* Reading passage
Question regarding usage of absolute value within natural log in solution of differential equation
The problem from the book.
$\dfrac{\mathrm{d}y}{\mathrm{d}x} = 6 -y$
I understand the solution till this part.
$\ln \vert 6 - y \vert = x + C$
The solution in the book is $6 - Ce^{-x}$
My issue this that this solution, from the book, doesn't seem to resolve the issue of the abs value of $\vert 6 - y\vert$
You should have, as your general solution, $$ -\ln|6-y|=x+C\ \quad\iff\quad |6-y|=e^C e^{-x} . $$
If $y-6>0$, you have the solution $$y-6= e^Ce^{-x}\ \quad\iff\quad y=6+ e^Ce^{-x} . $$
If $y-6<0$, you have the solution $$6-y= e^Ce^{-x}\ \quad\iff\quad y=6- e^Ce^{-x} . $$
In either case, the solution can be written as $y=6- Ce^{-x} $, for some constant $C$ (different from the $C$ above).
- Here's a rigorous solution:
$$\begin{align}
&\dfrac{\mathrm{d}y}{\mathrm{d}x} = 6 -y \\
\frac1{6-y}\dfrac{\mathrm{d}y}{\mathrm{d}x} &= 1 \ \ \ \ \ \ \ \ \text{or}\ \ \ \ \ \ \ \ y=\bbox[pink]{6} \\
\int\frac{\mathrm{d}y}{6-y} &= \int1{\mathrm{d}x} \\
-\ln \lvert 6-y\rvert &= x +C' \\
\lvert 6-y\rvert &= e^{-x-C'} \\
6-y= e^{-x-C'}\ \ \ &\text{or}\ \ \ y-6= e^{-x-C'}\\
y&=\bbox[pink]{6\pm e^{-C'}e^{-x}}.
\end{align}$$
Observe that $\pm e^{-C'}$ is a nonzero arbitrary constant.
Combining the two sub-answers (in pink) gives the general solution $\bbox[yellow]{y=6+Ce^{-x}}$.
2. Alternatively, this solution avoids dealing with the modulus function, and is more compact to boot:
$$\begin{align}
\dfrac{\mathrm{d}y}{\mathrm{d}x} &= 6 -y\\
\dfrac{\mathrm{d}y}{\mathrm{d}x} +y &= 6\\
\dfrac{\mathrm{d}y}{\mathrm{d}x}e^x +ye^x &= 6e^x \\
\dfrac{\mathrm{d}}{\mathrm{d}x} (ye^x) &= 6e^x\\
ye^x &= \int6e^x{\mathrm{d}x}\\
&=6e^x+C\\
\bbox[yellow]{y}&\bbox[yellow]{=6+Ce^{-x}}.
\end{align}$$

* Task directions
Rewrite the stretch of the differential equation thread from "- Here's a rigorous" through "nonzero arbitrary constant.", putting "careful" in place of "rigorous". The rows after the differential equation thread have no connection to it.

* Record list
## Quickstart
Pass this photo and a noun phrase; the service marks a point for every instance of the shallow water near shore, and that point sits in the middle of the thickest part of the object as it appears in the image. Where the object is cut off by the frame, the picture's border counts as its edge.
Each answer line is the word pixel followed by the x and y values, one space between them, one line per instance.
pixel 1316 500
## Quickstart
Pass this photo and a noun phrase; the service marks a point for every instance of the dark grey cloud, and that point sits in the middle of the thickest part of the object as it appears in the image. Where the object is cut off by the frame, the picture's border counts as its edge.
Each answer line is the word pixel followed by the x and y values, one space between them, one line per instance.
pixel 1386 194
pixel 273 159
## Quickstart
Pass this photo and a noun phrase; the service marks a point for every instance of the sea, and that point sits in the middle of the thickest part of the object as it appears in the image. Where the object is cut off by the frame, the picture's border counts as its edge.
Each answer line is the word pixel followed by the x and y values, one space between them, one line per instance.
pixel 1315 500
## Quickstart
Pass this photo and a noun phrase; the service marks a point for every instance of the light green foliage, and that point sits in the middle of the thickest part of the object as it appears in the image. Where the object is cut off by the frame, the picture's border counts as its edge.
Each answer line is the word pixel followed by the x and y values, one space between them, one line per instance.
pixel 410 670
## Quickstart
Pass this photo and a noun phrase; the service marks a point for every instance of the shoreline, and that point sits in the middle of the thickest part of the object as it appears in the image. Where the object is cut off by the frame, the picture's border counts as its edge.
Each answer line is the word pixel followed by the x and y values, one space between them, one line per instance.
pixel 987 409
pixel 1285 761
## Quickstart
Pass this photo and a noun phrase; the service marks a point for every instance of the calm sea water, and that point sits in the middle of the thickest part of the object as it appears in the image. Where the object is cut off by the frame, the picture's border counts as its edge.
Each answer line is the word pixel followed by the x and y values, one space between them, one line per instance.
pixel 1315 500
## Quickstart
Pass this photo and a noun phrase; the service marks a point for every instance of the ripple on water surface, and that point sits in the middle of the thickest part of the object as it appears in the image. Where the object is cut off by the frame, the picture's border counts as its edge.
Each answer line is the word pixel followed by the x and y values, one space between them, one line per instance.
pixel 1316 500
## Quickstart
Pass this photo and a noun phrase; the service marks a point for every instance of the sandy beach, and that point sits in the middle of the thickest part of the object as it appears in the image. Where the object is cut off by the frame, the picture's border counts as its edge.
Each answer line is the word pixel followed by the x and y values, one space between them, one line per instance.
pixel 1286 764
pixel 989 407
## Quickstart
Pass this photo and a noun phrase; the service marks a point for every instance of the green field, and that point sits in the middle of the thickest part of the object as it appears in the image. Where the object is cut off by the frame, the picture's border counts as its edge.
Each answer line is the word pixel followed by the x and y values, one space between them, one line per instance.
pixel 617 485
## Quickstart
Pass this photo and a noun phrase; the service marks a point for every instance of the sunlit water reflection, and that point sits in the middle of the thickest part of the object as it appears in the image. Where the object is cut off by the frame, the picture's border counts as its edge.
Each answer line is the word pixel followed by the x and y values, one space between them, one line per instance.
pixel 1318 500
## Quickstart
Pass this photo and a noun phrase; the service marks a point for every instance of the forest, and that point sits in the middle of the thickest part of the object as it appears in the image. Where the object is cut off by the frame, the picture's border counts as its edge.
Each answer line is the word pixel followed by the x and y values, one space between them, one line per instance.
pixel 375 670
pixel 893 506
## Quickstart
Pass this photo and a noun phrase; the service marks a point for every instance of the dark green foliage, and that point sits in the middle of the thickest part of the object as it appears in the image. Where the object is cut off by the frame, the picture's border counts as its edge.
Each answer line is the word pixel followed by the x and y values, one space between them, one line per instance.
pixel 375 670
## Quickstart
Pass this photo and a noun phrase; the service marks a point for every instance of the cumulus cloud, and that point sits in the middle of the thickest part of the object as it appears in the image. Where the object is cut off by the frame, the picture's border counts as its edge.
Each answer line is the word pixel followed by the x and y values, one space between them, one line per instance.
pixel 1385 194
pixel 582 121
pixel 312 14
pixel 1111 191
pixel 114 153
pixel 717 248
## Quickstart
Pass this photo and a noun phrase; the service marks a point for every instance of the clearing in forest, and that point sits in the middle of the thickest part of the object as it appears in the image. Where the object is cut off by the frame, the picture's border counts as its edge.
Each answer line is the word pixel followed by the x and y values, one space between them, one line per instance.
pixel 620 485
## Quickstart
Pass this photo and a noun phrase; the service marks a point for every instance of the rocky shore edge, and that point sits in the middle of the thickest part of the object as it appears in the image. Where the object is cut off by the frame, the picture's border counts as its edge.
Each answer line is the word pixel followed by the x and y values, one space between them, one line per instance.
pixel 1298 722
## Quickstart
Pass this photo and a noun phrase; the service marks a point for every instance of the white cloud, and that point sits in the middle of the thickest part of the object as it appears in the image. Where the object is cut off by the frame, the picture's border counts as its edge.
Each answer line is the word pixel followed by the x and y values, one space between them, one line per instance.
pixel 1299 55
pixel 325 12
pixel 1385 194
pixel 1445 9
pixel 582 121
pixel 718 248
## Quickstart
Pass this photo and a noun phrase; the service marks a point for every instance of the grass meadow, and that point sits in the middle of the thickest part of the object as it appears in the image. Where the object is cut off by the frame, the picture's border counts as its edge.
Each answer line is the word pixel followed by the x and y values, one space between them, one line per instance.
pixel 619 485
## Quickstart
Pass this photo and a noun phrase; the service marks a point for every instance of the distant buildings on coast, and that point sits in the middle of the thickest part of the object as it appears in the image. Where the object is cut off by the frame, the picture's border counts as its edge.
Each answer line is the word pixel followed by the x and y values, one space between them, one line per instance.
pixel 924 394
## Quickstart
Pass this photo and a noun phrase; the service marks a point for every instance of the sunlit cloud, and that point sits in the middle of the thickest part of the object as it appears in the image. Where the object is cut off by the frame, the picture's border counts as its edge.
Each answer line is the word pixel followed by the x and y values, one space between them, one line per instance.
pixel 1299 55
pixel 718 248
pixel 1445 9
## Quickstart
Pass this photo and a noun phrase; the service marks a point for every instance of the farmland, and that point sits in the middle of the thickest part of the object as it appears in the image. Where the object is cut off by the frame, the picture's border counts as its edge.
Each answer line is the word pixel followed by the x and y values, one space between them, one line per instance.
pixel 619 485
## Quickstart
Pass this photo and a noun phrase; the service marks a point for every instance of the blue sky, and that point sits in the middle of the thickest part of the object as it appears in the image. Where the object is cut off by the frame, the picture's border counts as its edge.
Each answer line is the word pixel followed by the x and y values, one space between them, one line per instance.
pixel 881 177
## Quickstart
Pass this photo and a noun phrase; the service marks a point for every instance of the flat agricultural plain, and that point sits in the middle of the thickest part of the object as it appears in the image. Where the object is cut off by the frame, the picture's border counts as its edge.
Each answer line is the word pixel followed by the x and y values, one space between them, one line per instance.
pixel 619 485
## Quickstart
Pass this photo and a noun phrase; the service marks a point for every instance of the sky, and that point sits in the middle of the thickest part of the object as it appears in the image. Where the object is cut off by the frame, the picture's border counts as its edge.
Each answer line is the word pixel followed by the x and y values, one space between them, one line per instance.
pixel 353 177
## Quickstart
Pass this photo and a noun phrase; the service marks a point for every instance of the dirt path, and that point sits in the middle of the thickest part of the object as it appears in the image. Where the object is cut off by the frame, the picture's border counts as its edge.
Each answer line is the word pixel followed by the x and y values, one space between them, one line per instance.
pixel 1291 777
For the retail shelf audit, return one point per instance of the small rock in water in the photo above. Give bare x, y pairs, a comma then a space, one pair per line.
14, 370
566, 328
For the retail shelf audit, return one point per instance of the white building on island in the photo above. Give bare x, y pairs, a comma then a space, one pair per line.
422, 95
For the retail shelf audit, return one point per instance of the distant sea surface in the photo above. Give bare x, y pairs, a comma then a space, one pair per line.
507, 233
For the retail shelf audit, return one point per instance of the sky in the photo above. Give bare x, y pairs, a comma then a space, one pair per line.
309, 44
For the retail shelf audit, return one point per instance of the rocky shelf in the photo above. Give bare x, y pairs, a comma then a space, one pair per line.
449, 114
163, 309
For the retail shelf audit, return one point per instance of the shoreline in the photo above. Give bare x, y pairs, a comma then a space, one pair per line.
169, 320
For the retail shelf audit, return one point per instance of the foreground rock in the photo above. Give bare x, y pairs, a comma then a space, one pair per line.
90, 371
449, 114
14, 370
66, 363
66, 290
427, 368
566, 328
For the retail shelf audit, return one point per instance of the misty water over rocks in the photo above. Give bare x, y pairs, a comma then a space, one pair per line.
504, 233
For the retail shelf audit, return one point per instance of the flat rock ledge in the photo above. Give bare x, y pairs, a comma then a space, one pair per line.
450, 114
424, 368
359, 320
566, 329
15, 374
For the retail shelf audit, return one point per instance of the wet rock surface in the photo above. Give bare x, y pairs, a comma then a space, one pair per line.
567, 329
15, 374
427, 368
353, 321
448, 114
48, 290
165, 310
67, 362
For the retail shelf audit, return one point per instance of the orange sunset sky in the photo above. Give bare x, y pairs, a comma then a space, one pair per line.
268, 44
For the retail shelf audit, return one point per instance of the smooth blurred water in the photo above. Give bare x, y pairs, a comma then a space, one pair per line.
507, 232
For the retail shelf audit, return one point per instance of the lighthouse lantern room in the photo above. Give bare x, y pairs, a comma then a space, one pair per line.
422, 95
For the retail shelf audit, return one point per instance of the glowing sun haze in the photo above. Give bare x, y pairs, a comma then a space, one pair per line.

* Solution
- Here's a careful solution:
$$\begin{align}
&\dfrac{\mathrm{d}y}{\mathrm{d}x} = 6 -y \\
\frac1{6-y}\dfrac{\mathrm{d}y}{\mathrm{d}x} &= 1 \ \ \ \ \ \ \ \ \text{or}\ \ \ \ \ \ \ \ y=\bbox[pink]{6} \\
\int\frac{\mathrm{d}y}{6-y} &= \int1{\mathrm{d}x} \\
-\ln \lvert 6-y\rvert &= x +C' \\
\lvert 6-y\rvert &= e^{-x-C'} \\
6-y= e^{-x-C'}\ \ \ &\text{or}\ \ \ y-6= e^{-x-C'}\\
y&=\bbox[pink]{6\pm e^{-C'}e^{-x}}.
\end{align}$$
Observe that $\pm e^{-C'}$ is a nonzero arbitrary constant.